▶ **Requirements**: Please extract each line of the records that contains the string "cloud", copying every such line in full.

Records from a data collection:
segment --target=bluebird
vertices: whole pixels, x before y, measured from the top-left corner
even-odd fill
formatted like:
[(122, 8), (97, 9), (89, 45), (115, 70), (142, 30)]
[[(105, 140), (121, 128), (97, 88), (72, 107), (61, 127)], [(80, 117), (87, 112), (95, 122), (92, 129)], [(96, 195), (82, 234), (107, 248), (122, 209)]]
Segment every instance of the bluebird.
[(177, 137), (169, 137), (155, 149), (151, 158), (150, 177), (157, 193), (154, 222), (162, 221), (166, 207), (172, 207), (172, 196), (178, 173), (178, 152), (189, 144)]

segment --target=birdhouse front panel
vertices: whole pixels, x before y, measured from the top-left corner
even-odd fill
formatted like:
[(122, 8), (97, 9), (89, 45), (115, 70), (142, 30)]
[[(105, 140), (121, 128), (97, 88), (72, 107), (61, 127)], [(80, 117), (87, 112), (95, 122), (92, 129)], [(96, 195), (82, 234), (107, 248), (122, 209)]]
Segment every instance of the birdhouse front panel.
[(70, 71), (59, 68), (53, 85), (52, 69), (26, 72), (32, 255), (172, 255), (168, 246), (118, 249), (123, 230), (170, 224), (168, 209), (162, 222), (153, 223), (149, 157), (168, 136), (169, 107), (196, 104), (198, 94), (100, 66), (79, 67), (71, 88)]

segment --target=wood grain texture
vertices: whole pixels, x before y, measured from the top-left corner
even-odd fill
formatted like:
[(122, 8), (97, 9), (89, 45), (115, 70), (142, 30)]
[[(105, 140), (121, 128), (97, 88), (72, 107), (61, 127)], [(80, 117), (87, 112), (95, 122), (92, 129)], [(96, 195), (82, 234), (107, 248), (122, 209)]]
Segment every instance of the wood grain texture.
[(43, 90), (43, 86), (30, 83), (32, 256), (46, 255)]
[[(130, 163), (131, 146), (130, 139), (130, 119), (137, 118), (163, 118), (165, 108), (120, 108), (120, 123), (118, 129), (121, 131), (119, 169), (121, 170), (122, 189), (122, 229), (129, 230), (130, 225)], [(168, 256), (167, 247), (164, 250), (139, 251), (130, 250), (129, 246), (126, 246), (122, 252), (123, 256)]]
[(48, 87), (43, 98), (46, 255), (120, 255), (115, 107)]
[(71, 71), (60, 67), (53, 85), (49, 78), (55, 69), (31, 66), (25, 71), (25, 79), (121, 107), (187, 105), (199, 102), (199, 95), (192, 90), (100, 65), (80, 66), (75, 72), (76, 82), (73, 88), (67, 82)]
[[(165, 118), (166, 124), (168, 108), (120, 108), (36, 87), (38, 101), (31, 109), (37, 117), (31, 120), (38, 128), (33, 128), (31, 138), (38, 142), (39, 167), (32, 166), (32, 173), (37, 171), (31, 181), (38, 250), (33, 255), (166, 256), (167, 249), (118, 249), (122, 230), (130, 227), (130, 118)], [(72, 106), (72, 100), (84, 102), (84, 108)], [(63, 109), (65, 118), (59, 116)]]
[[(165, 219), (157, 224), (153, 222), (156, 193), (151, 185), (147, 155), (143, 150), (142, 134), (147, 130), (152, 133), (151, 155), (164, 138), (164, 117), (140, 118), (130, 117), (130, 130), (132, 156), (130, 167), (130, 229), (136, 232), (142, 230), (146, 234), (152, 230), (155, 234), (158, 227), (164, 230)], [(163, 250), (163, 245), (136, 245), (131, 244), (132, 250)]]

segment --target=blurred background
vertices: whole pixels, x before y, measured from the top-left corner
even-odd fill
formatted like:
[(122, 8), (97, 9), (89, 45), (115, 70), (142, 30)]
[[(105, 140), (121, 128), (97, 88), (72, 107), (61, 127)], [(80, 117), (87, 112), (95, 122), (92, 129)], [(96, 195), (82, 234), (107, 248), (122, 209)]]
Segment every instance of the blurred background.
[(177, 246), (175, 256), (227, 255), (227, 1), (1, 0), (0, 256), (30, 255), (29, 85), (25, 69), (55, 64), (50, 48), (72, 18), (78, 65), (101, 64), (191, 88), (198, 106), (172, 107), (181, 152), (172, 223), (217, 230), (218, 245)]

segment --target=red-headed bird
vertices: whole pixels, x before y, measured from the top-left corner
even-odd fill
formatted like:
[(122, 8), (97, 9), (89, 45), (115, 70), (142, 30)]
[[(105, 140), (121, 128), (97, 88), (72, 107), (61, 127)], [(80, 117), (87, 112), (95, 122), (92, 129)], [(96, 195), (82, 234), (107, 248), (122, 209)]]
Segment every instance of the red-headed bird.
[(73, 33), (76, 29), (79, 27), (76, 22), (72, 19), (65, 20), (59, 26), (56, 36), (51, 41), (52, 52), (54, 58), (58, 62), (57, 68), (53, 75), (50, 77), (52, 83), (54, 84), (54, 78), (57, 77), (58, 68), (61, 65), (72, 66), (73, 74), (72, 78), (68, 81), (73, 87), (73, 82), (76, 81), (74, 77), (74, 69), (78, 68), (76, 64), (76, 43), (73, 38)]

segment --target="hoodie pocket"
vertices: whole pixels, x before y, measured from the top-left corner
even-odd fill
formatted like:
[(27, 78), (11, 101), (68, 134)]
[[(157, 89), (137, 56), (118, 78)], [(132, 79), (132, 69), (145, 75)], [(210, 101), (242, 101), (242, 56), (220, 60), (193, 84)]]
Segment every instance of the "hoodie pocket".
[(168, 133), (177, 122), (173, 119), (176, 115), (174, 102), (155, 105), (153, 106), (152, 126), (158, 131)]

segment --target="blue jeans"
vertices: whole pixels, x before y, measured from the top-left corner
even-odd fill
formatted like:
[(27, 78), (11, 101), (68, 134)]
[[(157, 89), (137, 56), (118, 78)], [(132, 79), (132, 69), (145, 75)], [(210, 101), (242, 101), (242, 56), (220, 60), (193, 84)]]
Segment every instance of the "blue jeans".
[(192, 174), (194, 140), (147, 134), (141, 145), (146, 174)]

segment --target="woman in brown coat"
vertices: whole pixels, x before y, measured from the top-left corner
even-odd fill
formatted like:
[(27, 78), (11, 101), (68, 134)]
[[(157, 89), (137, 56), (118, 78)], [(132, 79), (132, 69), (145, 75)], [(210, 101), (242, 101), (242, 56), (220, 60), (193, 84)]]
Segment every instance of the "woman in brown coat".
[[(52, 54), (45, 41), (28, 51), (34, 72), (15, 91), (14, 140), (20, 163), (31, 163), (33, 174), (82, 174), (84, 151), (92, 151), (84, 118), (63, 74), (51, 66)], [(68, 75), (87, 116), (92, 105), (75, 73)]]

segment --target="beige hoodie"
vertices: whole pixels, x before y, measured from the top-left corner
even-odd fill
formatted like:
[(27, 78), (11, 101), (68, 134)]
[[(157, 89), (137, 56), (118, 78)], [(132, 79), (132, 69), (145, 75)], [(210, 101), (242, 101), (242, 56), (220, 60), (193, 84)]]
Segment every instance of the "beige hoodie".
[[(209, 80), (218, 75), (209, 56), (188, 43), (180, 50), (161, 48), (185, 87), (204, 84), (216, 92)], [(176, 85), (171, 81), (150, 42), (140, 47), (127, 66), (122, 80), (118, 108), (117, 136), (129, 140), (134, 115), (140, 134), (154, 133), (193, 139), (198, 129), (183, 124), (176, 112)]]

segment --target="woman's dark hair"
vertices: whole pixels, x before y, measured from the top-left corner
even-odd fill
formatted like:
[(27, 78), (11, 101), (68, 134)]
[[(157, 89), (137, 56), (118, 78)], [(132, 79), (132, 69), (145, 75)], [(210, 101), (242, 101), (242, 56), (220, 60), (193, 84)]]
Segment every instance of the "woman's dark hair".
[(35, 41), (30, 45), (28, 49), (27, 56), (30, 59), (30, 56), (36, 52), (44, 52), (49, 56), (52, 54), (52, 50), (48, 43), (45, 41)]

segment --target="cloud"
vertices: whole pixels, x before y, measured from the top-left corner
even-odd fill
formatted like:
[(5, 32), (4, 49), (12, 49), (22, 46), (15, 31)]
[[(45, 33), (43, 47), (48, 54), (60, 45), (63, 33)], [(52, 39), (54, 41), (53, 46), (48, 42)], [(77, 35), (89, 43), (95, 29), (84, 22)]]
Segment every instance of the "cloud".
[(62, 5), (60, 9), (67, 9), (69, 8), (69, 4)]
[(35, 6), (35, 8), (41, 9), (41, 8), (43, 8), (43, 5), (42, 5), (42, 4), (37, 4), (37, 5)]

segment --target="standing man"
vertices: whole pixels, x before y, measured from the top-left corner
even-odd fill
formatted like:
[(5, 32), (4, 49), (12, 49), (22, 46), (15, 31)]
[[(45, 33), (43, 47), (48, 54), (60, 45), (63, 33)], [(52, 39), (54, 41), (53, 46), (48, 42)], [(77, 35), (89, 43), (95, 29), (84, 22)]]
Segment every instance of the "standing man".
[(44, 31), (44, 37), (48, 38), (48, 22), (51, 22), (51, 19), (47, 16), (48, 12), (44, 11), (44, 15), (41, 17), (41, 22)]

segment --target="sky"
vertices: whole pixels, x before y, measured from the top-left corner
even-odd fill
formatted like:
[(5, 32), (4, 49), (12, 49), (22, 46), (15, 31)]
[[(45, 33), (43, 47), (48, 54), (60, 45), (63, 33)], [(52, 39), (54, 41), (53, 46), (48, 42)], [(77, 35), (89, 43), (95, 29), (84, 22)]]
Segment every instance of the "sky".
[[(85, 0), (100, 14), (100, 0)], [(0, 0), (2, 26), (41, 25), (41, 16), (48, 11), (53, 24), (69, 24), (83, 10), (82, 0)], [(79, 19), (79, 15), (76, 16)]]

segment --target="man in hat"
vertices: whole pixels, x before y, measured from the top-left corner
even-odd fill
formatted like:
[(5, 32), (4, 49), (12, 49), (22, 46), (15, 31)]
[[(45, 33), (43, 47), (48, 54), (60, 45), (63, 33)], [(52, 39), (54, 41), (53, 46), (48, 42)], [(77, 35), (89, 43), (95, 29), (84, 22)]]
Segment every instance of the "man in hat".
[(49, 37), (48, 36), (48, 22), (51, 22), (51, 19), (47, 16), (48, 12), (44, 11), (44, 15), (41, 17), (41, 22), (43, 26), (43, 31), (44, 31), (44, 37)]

▶ **Solution to the exercise**:
segment --target="cloud"
Segment every instance of the "cloud".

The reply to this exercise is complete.